- Work to complete: Within the records, find every line that includes the word "dirt" and copy it.

(Beginning of Source material)

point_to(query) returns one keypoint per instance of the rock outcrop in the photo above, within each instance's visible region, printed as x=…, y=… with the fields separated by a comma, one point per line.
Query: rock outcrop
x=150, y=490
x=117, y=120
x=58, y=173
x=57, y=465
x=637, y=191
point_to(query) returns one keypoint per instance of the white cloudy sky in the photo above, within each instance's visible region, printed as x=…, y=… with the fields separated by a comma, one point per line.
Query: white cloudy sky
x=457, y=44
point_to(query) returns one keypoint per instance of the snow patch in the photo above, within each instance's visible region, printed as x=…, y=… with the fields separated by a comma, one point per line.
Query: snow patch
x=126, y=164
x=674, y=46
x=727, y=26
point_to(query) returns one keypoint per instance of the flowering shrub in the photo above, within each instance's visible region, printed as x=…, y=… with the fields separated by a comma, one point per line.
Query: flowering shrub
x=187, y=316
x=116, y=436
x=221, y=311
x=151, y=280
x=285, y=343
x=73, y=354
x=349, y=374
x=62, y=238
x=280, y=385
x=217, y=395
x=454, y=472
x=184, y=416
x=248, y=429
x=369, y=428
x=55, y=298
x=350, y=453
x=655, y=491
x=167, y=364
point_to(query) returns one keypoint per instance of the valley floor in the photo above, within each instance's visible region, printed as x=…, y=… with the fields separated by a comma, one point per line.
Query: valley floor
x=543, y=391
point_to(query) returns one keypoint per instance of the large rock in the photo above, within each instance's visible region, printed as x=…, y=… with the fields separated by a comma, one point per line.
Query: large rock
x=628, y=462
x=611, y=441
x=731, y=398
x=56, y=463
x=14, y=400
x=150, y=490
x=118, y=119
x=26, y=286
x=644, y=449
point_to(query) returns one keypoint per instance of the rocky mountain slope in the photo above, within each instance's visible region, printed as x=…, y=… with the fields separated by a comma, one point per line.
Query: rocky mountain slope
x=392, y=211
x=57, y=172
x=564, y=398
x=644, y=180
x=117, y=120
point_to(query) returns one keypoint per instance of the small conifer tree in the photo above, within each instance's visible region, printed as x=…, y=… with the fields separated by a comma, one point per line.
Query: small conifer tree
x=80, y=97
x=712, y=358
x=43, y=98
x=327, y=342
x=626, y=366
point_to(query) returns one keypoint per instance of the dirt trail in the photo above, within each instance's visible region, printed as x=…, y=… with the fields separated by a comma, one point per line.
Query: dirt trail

(End of Source material)

- Task solution:
point_to(query) returns one keypoint per instance of the dirt trail in the photo above, within each instance's visible region, printed as x=…, y=… with the fields separated by a comma, one point per line.
Query: dirt trail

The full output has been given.